(GOAL OF THE EXERCISE) The records below need retyping in full; give them again exactly.

(Position annotation records)
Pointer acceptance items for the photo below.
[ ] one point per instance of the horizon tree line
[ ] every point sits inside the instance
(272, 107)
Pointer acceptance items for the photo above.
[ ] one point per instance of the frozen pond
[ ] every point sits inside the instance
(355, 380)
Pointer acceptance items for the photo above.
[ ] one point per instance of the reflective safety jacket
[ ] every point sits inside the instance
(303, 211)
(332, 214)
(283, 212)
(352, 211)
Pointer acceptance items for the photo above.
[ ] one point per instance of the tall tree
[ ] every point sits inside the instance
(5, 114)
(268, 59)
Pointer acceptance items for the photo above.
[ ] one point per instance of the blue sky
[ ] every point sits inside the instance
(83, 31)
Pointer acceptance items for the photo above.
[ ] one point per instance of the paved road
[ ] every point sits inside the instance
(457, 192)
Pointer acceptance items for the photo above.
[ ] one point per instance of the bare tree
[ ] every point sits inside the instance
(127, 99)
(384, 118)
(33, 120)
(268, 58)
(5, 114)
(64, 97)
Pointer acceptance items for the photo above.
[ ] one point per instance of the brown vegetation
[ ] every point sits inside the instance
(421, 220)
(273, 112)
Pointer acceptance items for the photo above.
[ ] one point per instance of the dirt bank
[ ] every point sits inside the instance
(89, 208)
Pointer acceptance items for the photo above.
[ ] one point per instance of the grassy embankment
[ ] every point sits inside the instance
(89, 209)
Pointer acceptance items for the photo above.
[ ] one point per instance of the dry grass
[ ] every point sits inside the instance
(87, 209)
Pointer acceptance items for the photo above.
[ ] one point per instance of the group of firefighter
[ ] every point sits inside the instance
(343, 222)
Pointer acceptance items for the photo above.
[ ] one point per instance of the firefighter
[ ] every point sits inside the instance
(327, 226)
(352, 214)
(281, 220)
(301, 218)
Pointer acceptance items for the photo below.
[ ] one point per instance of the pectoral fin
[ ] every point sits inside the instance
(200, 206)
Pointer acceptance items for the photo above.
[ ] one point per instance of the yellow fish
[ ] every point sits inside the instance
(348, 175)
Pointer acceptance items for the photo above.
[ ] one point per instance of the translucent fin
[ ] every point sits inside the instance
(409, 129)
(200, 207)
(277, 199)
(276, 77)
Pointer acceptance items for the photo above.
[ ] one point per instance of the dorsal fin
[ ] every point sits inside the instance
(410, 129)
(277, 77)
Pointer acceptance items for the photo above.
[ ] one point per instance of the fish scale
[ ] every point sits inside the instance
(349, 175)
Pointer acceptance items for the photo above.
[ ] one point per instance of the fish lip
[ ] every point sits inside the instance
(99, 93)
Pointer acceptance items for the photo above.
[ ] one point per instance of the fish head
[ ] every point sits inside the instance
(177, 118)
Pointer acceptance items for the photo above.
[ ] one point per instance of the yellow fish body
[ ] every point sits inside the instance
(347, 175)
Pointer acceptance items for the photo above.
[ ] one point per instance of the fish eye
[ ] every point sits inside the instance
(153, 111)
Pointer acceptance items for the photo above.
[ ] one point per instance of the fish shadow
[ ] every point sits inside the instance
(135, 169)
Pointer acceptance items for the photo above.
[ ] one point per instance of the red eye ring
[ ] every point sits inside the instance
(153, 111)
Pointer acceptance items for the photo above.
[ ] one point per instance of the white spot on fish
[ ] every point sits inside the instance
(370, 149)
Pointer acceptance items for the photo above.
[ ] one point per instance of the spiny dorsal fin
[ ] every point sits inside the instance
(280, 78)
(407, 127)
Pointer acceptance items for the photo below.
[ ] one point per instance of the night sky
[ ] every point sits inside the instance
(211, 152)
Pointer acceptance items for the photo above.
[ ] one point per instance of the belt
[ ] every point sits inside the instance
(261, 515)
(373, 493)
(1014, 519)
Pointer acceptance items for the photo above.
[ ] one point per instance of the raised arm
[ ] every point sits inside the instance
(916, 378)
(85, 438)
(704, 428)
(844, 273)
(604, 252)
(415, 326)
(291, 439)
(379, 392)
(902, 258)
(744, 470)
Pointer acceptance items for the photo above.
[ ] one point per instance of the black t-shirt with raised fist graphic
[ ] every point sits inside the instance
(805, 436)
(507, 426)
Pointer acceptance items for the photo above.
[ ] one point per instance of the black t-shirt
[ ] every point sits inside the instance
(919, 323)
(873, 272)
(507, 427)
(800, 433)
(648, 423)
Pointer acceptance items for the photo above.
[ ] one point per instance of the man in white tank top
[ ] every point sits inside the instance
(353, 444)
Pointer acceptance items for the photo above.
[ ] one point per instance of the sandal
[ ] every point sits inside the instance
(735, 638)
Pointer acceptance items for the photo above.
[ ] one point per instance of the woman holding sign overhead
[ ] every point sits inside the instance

(CORRECT ANSWER)
Pointer acceptance items for the photo below.
[ ] one point per instance of the horizon tree line
[ ] every point sits inside the instance
(272, 107)
Pointer acceptance items for the photo above.
[ ] one point per instance of the frozen pond
[ ] every point sits inside the instance
(355, 380)
Pointer acceptance items for the photo above.
[ ] one point per instance of the reflective safety jacket
[ ] every point sits inside the instance
(303, 211)
(332, 214)
(283, 212)
(352, 211)
Pointer acceptance items for the photo above.
[ ] one point per instance of the tall tree
[ ] every point sits inside the instance
(5, 114)
(268, 59)
Pointer acceptance items for the photo above.
[ ] one point per instance of the blue sky
[ ] every point sits inside the instance
(83, 31)
Pointer acceptance items for the photo above.
[ ] one point per instance of the paved road
[ ] every point sits inside the instance
(457, 192)
Pointer acceptance items for the photo above.
[ ] one point per instance of the bare tree
[ ] every point sits inside the instance
(127, 99)
(384, 118)
(33, 120)
(268, 58)
(5, 114)
(64, 97)
Pointer acceptance items for the photo above.
[ ] one point per instance of the brown vegetation
[ ] every point sits inside the instance
(421, 220)
(273, 112)
Pointer acceptance items for the photo above.
[ ] one point per instance of the dirt bank
[ ] every point sits inside the instance
(89, 208)
Pointer acceptance items for the photo above.
[ ] one point per instance of the grassy embankment
[ ] every point sits inside the instance
(89, 209)
Pointer acceptance items for the photo above.
[ ] one point per instance of the dry grass
[ ] every point sits inside the instance
(87, 209)
Pointer acceptance items for the photo above.
[ ] one point per instance of the group of firefighter
[ ] every point sits inside the instance
(343, 222)
Pointer acceptance items for the photo above.
[ ] one point per instance of the firefighter
[ ] every point sits inside the instance
(327, 226)
(352, 214)
(281, 220)
(301, 218)
Pointer acceptance items for the photo below.
[ ] one point per instance of the pectoral fin
[ ] every point sits inside the instance
(200, 206)
Pointer acceptance items for the photo above.
[ ] one point per instance of the yellow fish
[ ] every point sits inside the instance
(348, 175)
Pointer acceptance items for the photo above.
[ ] one point per instance of the translucent fin
[ ] every point sits inside the instance
(409, 129)
(200, 207)
(277, 199)
(276, 77)
Pointer acceptance items for the photo above.
[ ] one point per instance of the dorsal fin
[ ] every point sits inside the instance
(410, 129)
(277, 77)
Pointer acceptance items for the photo above.
[ ] one point per instance of the fish scale
[ ] every point sits inside the instance
(349, 175)
Pointer acceptance items for the photo above.
[ ] one point per instance of the fish lip
[ ] every point sits inside the instance
(99, 93)
Pointer acceptance items for the photo above.
[ ] one point per instance of the fish head
[ ] every point sits inside the instance
(177, 118)
Pointer acceptance items for the photo above.
[ ] one point per instance of the yellow fish body
[ ] every point sits inside the instance
(347, 175)
Pointer acceptance items for the photo above.
[ ] one point per instance of the fish eye
[ ] every point sits inside the instance
(153, 111)
Pointer acceptance items for the photo above.
[ ] one point per instance of the fish shadow
[ ] every point sits inside the instance
(135, 169)
Pointer acceptance items for the photo above.
[ ] one point per instance of the red eye ring
[ ] every point sits inside the instance
(153, 111)
Pointer acceptance items for the photo above.
[ ] one point per instance of the white spot on fish
[ ] every point sits inside the instance
(370, 149)
Pointer acceptance items for the photo above.
[ ] one point per instance of the spiny dorsal fin
[ ] every point sits inside the instance
(280, 78)
(407, 127)
Pointer acceptance items for the photo below.
[ ] one point per instance of the night sky
[ ] every point sits inside the instance
(211, 152)
Pointer acceptance items for the photo above.
[ ] one point per instance of the belt
[ ] every point sits inside the instance
(261, 515)
(373, 493)
(1014, 519)
Pointer acceptance items for the photo above.
[ ] one point per instance of the raised arm
[ ] every point sits inside the instance
(916, 378)
(85, 438)
(704, 428)
(844, 273)
(604, 252)
(415, 326)
(291, 439)
(379, 392)
(902, 258)
(744, 470)
Pointer acceptance items for the photo above.
[ ] one point per instance of the black t-shirt with raised fist graphic
[ ] every point sits inside the instance
(805, 436)
(507, 426)
Pointer acceptance items for the photo above.
[ ] one point per instance of the black t-shirt
[ ] every point sits inside the instance
(919, 323)
(873, 272)
(507, 427)
(800, 433)
(648, 423)
Pointer acceptance items for the photo above.
[ ] one point per instance of the man in white tank top
[ ] every point sits inside the instance
(353, 444)
Pointer acceptance items for the photo above.
[ ] one point per instance of the sandal
[ ] every point sits inside the instance
(735, 638)
Pointer acceptance items for the photo above.
[ ] one point per instance of the woman holding sign overhead
[ ] every point sits inside the instance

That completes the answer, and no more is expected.